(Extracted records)
--------------------------------------------------
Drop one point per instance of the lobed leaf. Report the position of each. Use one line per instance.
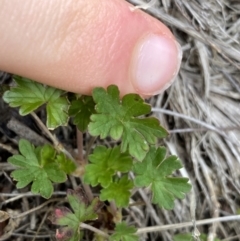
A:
(119, 191)
(30, 95)
(123, 232)
(104, 163)
(122, 119)
(154, 172)
(37, 166)
(81, 110)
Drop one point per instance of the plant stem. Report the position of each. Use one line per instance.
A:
(83, 162)
(54, 140)
(95, 230)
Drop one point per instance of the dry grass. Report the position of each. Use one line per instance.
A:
(202, 112)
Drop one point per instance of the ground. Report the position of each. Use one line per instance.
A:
(202, 113)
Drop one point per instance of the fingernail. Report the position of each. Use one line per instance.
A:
(155, 64)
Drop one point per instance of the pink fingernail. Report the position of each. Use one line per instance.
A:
(155, 64)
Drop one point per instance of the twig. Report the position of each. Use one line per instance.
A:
(188, 224)
(206, 125)
(95, 230)
(54, 140)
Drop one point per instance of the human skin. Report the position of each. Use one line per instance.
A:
(77, 45)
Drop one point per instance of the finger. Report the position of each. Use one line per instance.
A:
(78, 45)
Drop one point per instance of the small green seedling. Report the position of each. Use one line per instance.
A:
(135, 162)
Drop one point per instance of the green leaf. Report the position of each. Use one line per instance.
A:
(123, 232)
(29, 95)
(121, 119)
(81, 109)
(65, 164)
(154, 171)
(189, 237)
(36, 166)
(104, 163)
(118, 191)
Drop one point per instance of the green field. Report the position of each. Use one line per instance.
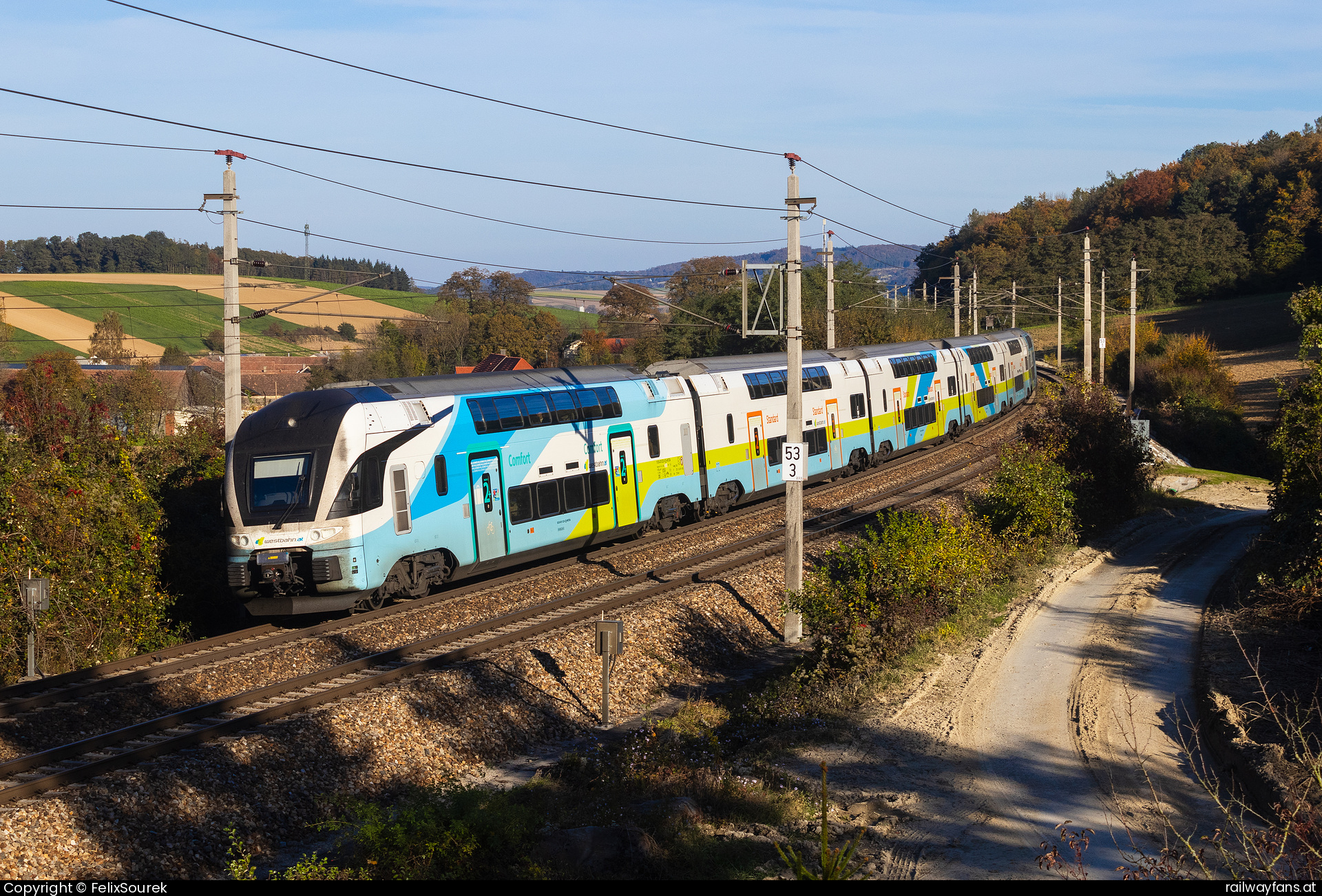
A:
(156, 314)
(421, 303)
(28, 345)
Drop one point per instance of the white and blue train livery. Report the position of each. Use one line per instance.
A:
(357, 493)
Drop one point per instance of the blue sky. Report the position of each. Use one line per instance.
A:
(936, 106)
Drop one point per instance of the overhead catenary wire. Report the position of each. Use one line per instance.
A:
(398, 199)
(451, 90)
(393, 162)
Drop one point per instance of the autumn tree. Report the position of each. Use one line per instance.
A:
(631, 312)
(697, 277)
(107, 340)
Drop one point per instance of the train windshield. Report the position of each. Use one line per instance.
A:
(281, 480)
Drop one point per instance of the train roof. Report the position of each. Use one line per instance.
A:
(497, 381)
(721, 364)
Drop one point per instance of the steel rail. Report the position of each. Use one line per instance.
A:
(201, 723)
(25, 696)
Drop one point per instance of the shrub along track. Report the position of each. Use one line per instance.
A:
(80, 759)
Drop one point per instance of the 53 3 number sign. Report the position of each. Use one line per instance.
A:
(796, 462)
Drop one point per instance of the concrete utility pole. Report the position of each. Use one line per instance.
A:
(974, 301)
(1133, 328)
(1087, 310)
(1059, 319)
(231, 267)
(829, 258)
(956, 299)
(1102, 328)
(793, 627)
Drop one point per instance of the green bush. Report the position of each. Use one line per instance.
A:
(1091, 438)
(1030, 502)
(443, 833)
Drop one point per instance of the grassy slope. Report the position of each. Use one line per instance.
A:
(162, 315)
(421, 303)
(28, 345)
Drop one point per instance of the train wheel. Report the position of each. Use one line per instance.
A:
(370, 601)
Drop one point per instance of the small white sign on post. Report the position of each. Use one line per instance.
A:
(795, 462)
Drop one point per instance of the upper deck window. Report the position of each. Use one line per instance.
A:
(281, 481)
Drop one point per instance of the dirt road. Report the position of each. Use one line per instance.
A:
(1037, 723)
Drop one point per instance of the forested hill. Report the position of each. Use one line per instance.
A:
(159, 254)
(885, 261)
(1224, 217)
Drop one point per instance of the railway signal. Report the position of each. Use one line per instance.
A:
(231, 261)
(610, 644)
(36, 597)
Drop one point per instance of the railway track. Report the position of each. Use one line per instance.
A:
(74, 762)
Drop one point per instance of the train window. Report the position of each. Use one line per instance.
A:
(547, 498)
(610, 401)
(511, 413)
(921, 415)
(281, 481)
(475, 409)
(438, 467)
(816, 440)
(816, 378)
(349, 498)
(521, 504)
(536, 409)
(589, 403)
(599, 485)
(399, 492)
(574, 498)
(563, 407)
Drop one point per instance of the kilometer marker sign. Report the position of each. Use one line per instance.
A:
(795, 462)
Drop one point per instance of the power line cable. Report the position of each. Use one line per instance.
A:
(390, 162)
(516, 224)
(399, 199)
(857, 188)
(451, 90)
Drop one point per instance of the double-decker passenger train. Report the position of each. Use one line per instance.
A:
(356, 493)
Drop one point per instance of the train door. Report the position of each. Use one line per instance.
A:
(898, 403)
(488, 508)
(833, 434)
(622, 479)
(758, 451)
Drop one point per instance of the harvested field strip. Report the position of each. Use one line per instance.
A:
(154, 315)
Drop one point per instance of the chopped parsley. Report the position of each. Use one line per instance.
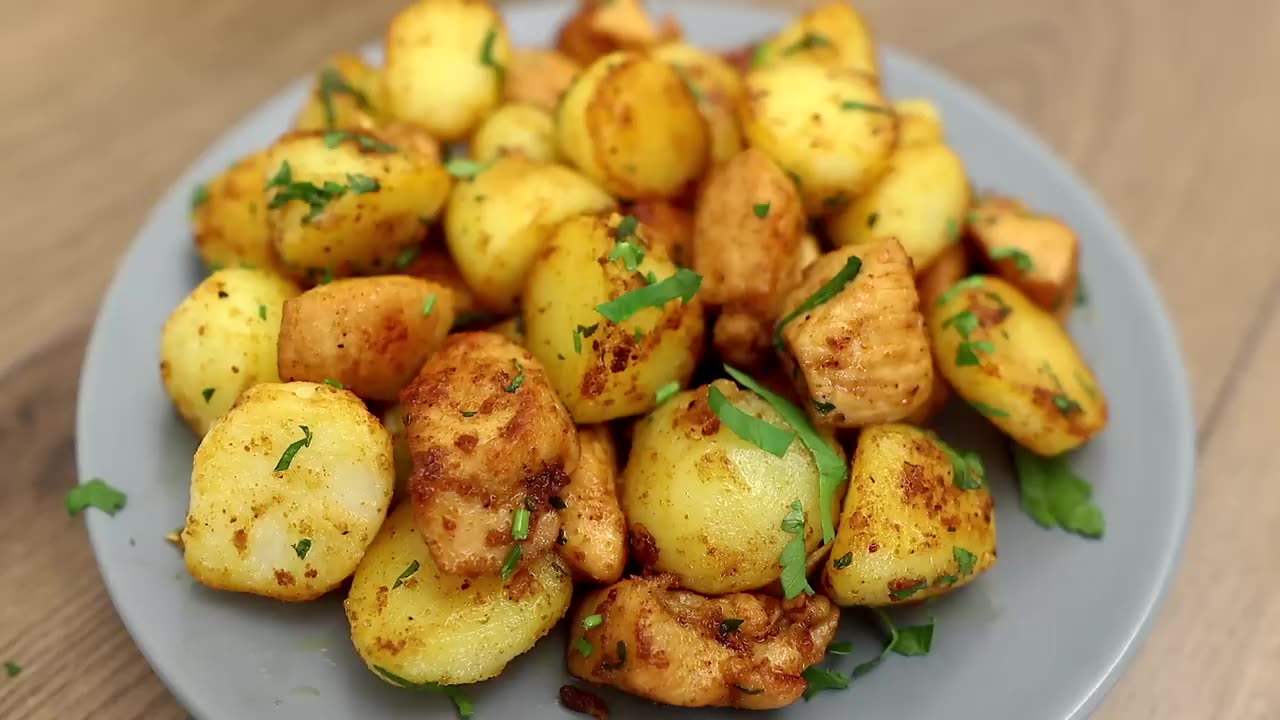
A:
(682, 285)
(795, 579)
(408, 573)
(832, 468)
(831, 288)
(1055, 496)
(760, 433)
(287, 459)
(94, 493)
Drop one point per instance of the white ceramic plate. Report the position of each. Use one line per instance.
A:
(1042, 636)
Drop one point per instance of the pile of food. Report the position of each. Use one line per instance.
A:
(627, 332)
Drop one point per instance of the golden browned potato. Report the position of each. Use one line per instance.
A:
(707, 505)
(287, 491)
(862, 356)
(831, 35)
(499, 220)
(446, 64)
(511, 130)
(945, 272)
(606, 369)
(632, 126)
(415, 623)
(749, 226)
(490, 445)
(369, 335)
(229, 218)
(220, 341)
(352, 205)
(681, 648)
(594, 532)
(920, 200)
(918, 122)
(539, 77)
(671, 228)
(828, 127)
(910, 528)
(1016, 365)
(1037, 254)
(717, 87)
(347, 95)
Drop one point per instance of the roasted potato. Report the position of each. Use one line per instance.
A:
(229, 218)
(920, 200)
(632, 126)
(671, 228)
(347, 95)
(347, 206)
(945, 272)
(539, 77)
(918, 122)
(1037, 254)
(599, 368)
(287, 491)
(524, 130)
(910, 529)
(412, 621)
(594, 541)
(748, 229)
(717, 87)
(222, 341)
(369, 335)
(490, 442)
(830, 35)
(1016, 365)
(673, 647)
(862, 356)
(707, 504)
(828, 127)
(446, 64)
(498, 222)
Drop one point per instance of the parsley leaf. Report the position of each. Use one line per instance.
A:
(826, 292)
(94, 493)
(287, 459)
(792, 560)
(832, 468)
(684, 285)
(1055, 496)
(408, 573)
(760, 433)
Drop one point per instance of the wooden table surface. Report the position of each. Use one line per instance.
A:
(1170, 113)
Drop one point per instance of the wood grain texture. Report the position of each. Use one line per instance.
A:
(1168, 110)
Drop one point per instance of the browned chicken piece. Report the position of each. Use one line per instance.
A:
(950, 268)
(681, 648)
(1037, 254)
(594, 538)
(488, 437)
(746, 232)
(863, 356)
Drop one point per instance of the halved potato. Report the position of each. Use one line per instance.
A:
(446, 64)
(631, 124)
(908, 532)
(499, 220)
(1016, 365)
(415, 623)
(287, 491)
(604, 370)
(830, 127)
(220, 341)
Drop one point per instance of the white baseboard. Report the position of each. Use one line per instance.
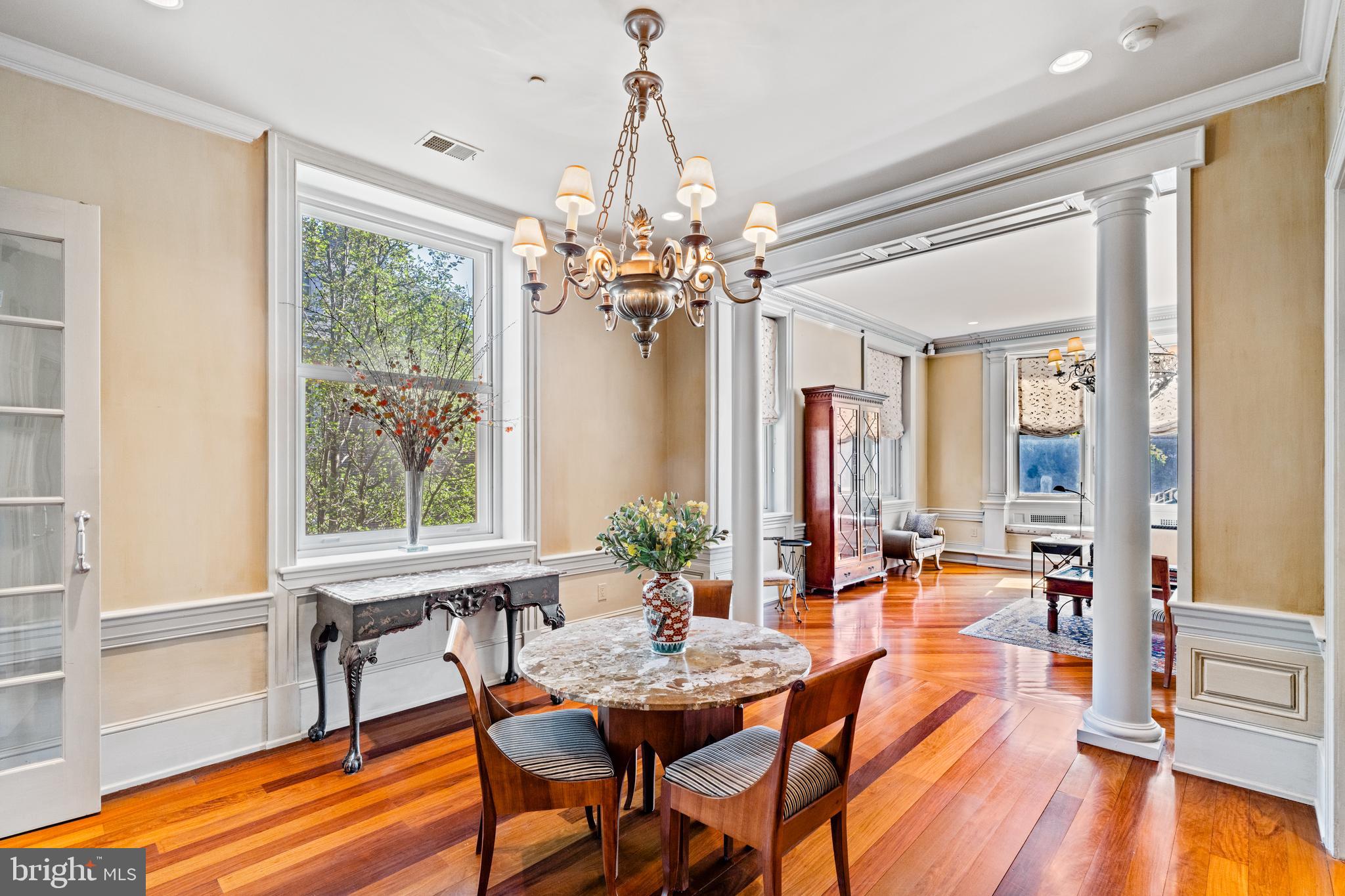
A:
(152, 747)
(1279, 763)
--------------------------------------------------
--- Activity ---
For this exercise, return the data above exactly and leave every picture out.

--- Written answer ---
Drop one point per instance of the lobed leaf. Report the position of each. Use one line per instance.
A:
(119, 191)
(30, 95)
(123, 232)
(104, 163)
(122, 119)
(154, 172)
(37, 166)
(81, 110)
Drop one point per instance of the plant stem. Report the position of each. Use one line per instance.
A:
(83, 162)
(54, 140)
(95, 230)
Drop one point per instance of the dry grass. Report the position of each. Use one line per instance.
A:
(202, 112)
Drop one point per instance of the ground. Report the position of each. Use one line per instance.
A:
(202, 113)
Drop one point per instance of the fingernail. Report the position of each. Use one line per instance.
A:
(155, 64)
Drop one point per instance of the pink fingernail. Report the position of each. Use one line per instance.
A:
(155, 64)
Drop one point per instance of the twig. Report the position of each. Use one line per instance.
A:
(188, 224)
(206, 125)
(95, 230)
(54, 140)
Drop one point per instance of the human skin. Report the position of each. Use one line per instance.
A:
(77, 45)
Drop one point per instance of the finger. Report the position of each. Use one line per instance.
A:
(78, 45)
Drop one point per instance of the small green seedling. Report the position of each. Use one line per instance.
A:
(135, 162)
Drop one point per instance of the green leaf. Report the position of each. Use one line per instance.
A:
(123, 232)
(29, 95)
(121, 119)
(81, 109)
(65, 164)
(154, 171)
(189, 237)
(36, 166)
(104, 163)
(118, 191)
Drop one point per instance of the green field. Report the position of each. Use one line per instance.
A:
(156, 314)
(421, 303)
(28, 345)
Drop one point per instance of the white and blue train livery. Report the position of each. Use one line per instance.
A:
(357, 493)
Drop one point per instance of the blue sky. Report the position of each. Use one line per instance.
A:
(936, 106)
Drop one point per instance of the overhead catenary wire. Report the position of each. Use one line per instance.
A:
(398, 199)
(451, 90)
(393, 162)
Drop one point per instance of the autumn tree. Report the position of each. Use one line per instance.
A:
(631, 312)
(697, 277)
(107, 340)
Drop one point per instance of the train windshield. Report the position of each. Use one line per instance.
A:
(281, 480)
Drop one point per instance of the train roof. Report the position of each. Use one line per instance.
A:
(497, 381)
(721, 364)
Drop one point per instance of the steel rail. Report the position of each. Use one line per instance.
A:
(201, 723)
(25, 696)
Drop one point per instance of the shrub along track. Report the position of each. Use one line per instance.
A:
(80, 759)
Drop one point per instance of the 53 3 number sign. Report the position of each. Use one line per instance.
A:
(796, 462)
Drop one point per instance of the concrete utility pole. Report the position of each. Use one line per instance.
A:
(974, 301)
(1133, 328)
(1087, 310)
(1059, 319)
(231, 267)
(829, 258)
(956, 299)
(1102, 328)
(793, 627)
Drop one point per instance of the green bush. Report the position of each. Use one line per instance.
A:
(1091, 438)
(1030, 502)
(443, 833)
Drop one point per instance of the grassy slope. Report the position of each. Use one line per instance.
A:
(162, 315)
(421, 303)
(28, 345)
Drop one point per instance of the train wheel. Report the position of each. Use one line per instance.
A:
(370, 601)
Drop one point per instance of the small white sign on post. Report the position of each. Use one line per instance.
A:
(795, 462)
Drop one point per instance of the upper deck window. Report the position of each. Use one line per instance.
A:
(281, 481)
Drop one point per instance of the dirt road. Report the position of each. Use one line per instance.
A:
(1037, 723)
Drop one point per instance of the forested hill. Report the position of each. Use one line per instance.
A:
(159, 254)
(885, 261)
(1224, 217)
Drop one point per instance of the railway signal. Report the position of each. Use one line per instance.
A:
(231, 261)
(610, 644)
(36, 597)
Drop one point per instance of the railway track. Report the position of each. Use one line per instance.
A:
(74, 762)
Drop one point per instance of the train window. Report the position of each. Use one line per instance.
A:
(547, 498)
(610, 401)
(511, 413)
(921, 415)
(281, 481)
(475, 409)
(438, 467)
(816, 440)
(816, 378)
(349, 498)
(521, 504)
(536, 409)
(589, 403)
(599, 485)
(399, 492)
(574, 498)
(563, 407)
Drop one point per instance of the kilometer marker sign. Report the position of each. Use one line per instance.
A:
(795, 462)
Drop one point per instance of the power line cable. Report the position of each. Use one line per instance.
A:
(390, 162)
(516, 224)
(399, 199)
(857, 188)
(451, 90)
Drop one point per instance of the double-decker passenger train. Report the position of each. Use one line per instance.
A:
(356, 493)
Drop one point per instance of the train door. Report the position of each. Use one line per instance.
A:
(898, 403)
(488, 508)
(833, 434)
(622, 479)
(758, 451)
Drop one point per instance of the harvested field strip. Report the position of each. Use one line per instance.
A:
(154, 315)
Drop one point per instance of the chopped parsley. Report the position of each. Use one line per instance.
A:
(682, 285)
(795, 579)
(408, 573)
(832, 468)
(831, 288)
(1055, 496)
(760, 433)
(287, 459)
(94, 493)
Drop one point per instance of the white ceramic plate. Report the position of each. Use one line per instance.
A:
(1042, 636)
Drop one point per instance of the pile of food. Report the position of each. Use one line per instance.
A:
(627, 332)
Drop one point per instance of the golden browned potato. Report the position of each. Use one line per instance.
A:
(707, 505)
(287, 491)
(862, 356)
(831, 35)
(499, 220)
(446, 64)
(511, 130)
(945, 272)
(606, 369)
(632, 126)
(415, 623)
(749, 226)
(490, 445)
(369, 335)
(229, 218)
(220, 341)
(352, 205)
(681, 648)
(594, 532)
(920, 200)
(918, 122)
(539, 77)
(671, 228)
(828, 127)
(910, 528)
(1016, 365)
(1037, 254)
(717, 87)
(347, 95)
Drop one point per instance of the roasted potato. Report the position of each. Use one line per instance.
A:
(229, 218)
(920, 200)
(632, 126)
(671, 228)
(347, 95)
(347, 206)
(945, 272)
(539, 77)
(918, 122)
(1037, 254)
(599, 368)
(287, 491)
(524, 130)
(910, 529)
(412, 621)
(594, 541)
(748, 229)
(717, 87)
(222, 341)
(369, 335)
(490, 442)
(830, 35)
(1016, 365)
(673, 647)
(862, 356)
(707, 504)
(828, 127)
(446, 64)
(498, 222)
Drop one point per instance of the parsley leaf. Report the position of each. Use one line per instance.
A:
(826, 292)
(94, 493)
(287, 459)
(792, 560)
(832, 468)
(684, 285)
(1055, 496)
(408, 573)
(760, 433)
Drop one point per instance of the wooden table surface. Report the position of each. Use one line per instance.
A:
(1170, 113)
Drop one point per instance of the wood grain texture. Report the position of each. Use one line per instance.
A:
(1168, 110)
Drop one point per instance of the browned chicken piece. Report the position of each. Use one line per instance.
A:
(950, 268)
(681, 648)
(1037, 254)
(594, 538)
(488, 437)
(746, 232)
(863, 356)
Drop one point per instance of the halved potato. Report the position of each. Use one line per instance.
A:
(446, 64)
(631, 124)
(908, 532)
(499, 220)
(1016, 365)
(415, 623)
(287, 491)
(604, 370)
(830, 127)
(220, 341)
Drop one point per instance of the white baseboard. Report the position of each. Use one line per instance.
A:
(152, 747)
(1279, 763)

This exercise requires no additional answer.